§ INSTRUCTIONS TO FOLLOW: Reproduce verbatim the lines of the data below, starting at the line containing "Can you find the downspout?" and continuing through the line containing "[[87, 112], [6, 122], [146, 92], [196, 89]]", with both of those lines included.
-------- EXTRACTED MATERIAL
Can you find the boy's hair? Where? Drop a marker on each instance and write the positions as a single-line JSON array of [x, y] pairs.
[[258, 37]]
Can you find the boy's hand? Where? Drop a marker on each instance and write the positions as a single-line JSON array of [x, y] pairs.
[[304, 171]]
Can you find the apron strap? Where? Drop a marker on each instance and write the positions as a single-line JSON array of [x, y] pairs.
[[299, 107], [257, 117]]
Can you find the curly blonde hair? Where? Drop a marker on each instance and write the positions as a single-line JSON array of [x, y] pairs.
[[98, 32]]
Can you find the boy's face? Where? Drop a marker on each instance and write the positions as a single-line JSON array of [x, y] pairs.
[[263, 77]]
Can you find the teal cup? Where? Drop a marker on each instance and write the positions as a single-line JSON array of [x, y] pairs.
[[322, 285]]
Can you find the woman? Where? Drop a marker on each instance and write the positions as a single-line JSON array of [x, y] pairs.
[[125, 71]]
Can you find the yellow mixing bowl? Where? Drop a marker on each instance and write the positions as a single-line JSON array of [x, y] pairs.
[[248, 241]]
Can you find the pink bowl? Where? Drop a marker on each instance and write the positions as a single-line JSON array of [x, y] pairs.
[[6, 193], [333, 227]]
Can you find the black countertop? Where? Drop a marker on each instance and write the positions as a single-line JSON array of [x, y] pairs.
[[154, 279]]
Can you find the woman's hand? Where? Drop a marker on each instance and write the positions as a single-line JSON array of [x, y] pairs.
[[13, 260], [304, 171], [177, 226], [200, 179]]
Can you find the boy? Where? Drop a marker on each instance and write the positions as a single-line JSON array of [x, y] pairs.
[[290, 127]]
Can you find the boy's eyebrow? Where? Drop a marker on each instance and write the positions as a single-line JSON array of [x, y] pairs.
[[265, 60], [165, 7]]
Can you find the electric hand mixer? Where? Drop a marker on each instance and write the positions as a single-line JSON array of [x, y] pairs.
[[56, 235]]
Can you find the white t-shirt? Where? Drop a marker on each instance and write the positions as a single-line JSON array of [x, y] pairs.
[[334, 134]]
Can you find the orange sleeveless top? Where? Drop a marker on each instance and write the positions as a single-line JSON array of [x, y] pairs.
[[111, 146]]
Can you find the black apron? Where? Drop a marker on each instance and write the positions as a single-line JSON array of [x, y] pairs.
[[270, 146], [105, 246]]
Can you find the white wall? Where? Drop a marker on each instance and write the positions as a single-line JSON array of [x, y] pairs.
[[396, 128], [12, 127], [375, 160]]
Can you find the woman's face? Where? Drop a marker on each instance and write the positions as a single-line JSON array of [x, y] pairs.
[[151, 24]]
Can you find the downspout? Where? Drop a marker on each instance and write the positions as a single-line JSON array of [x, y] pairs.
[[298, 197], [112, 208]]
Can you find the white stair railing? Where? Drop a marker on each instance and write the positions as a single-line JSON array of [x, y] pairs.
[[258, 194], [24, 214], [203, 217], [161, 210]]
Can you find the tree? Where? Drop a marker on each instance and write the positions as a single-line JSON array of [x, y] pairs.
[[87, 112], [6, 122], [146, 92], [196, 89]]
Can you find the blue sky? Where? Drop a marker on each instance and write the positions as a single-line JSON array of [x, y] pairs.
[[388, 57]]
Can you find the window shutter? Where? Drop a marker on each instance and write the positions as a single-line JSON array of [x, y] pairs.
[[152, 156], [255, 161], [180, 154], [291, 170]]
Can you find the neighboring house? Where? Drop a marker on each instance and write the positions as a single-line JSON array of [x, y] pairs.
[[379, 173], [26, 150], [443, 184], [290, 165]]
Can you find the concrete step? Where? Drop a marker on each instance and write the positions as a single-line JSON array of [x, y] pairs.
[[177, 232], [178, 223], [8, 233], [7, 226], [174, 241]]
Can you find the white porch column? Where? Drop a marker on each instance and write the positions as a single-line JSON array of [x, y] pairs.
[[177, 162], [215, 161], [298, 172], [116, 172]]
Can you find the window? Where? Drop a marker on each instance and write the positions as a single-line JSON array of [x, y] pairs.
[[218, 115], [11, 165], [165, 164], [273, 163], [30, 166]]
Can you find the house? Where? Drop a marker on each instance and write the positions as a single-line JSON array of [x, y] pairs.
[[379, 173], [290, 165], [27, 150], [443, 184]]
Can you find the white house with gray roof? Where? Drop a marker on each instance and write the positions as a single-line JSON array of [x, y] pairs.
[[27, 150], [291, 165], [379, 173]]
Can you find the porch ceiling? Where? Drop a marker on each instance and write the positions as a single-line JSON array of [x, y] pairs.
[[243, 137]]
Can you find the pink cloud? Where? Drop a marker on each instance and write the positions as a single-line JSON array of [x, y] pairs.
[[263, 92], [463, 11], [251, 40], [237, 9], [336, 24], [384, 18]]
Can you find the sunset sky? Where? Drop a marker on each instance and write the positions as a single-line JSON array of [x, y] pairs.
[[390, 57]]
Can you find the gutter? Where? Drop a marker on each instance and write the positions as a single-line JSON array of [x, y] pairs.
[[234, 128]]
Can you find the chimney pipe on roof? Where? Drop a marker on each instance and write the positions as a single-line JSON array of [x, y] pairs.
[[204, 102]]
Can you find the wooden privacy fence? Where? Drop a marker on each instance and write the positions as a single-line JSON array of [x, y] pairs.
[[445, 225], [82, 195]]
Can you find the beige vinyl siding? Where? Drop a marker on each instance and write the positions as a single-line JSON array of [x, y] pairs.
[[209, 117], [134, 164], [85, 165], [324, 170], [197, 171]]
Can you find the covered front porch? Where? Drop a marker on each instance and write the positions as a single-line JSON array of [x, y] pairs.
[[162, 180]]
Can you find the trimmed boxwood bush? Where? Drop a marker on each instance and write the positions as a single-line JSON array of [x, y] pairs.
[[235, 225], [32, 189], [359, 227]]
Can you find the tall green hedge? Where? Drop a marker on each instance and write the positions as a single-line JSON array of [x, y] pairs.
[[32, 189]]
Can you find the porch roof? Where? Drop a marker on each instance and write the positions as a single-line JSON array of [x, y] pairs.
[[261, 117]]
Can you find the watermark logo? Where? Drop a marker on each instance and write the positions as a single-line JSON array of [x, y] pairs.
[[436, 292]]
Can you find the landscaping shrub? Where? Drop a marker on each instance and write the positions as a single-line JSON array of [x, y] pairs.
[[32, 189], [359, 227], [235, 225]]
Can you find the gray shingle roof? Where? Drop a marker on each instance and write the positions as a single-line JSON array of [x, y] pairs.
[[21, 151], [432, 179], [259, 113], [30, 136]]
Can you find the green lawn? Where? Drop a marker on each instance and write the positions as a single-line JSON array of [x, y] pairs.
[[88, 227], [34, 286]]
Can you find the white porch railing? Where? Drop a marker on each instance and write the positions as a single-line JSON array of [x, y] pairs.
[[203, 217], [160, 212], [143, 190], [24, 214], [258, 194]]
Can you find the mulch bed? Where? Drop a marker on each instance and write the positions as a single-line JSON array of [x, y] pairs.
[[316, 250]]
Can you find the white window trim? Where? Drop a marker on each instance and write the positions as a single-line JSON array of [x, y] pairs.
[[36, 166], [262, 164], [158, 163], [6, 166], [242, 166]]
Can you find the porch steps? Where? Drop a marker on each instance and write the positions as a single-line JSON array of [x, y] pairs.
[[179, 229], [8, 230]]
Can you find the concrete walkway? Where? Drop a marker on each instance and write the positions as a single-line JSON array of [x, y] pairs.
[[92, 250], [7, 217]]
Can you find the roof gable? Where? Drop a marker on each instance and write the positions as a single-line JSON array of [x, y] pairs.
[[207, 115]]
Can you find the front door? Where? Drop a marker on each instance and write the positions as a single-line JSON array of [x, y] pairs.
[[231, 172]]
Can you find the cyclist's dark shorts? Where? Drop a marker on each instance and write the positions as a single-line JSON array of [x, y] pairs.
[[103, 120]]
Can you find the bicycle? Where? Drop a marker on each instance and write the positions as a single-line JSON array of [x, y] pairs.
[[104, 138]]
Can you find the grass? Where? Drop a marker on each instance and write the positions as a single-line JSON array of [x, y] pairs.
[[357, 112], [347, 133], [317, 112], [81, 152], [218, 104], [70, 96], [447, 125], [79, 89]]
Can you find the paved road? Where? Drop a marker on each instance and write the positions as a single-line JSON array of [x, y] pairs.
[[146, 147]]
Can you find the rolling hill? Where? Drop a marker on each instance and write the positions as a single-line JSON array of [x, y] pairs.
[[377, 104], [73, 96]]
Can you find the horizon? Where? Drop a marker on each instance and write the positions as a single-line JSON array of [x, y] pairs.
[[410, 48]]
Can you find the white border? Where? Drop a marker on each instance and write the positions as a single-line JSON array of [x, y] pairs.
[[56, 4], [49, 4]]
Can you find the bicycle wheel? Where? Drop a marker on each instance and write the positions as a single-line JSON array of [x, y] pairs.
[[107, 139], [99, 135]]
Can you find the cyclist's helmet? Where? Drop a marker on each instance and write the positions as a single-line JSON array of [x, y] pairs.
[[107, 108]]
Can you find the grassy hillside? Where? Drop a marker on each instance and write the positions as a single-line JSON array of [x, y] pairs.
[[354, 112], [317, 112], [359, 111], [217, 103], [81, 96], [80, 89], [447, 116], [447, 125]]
----------------
§ TASK ANSWER:
Can you find the downspout? Where? Drop a marker on each instance and write the positions as a single-line JSON array of [x, y] pairs.
[[298, 197], [112, 208]]
Can you find the white stair railing? Where? Drop a marker on each instance and write the positions as a single-line JSON array of [x, y] pairs.
[[258, 194], [24, 214], [203, 217], [161, 210]]
Can you find the tree? Where? Drop a marker on each instance and write the positions as a single-line JSON array of [x, y] pairs.
[[87, 112], [6, 122], [146, 92], [196, 89]]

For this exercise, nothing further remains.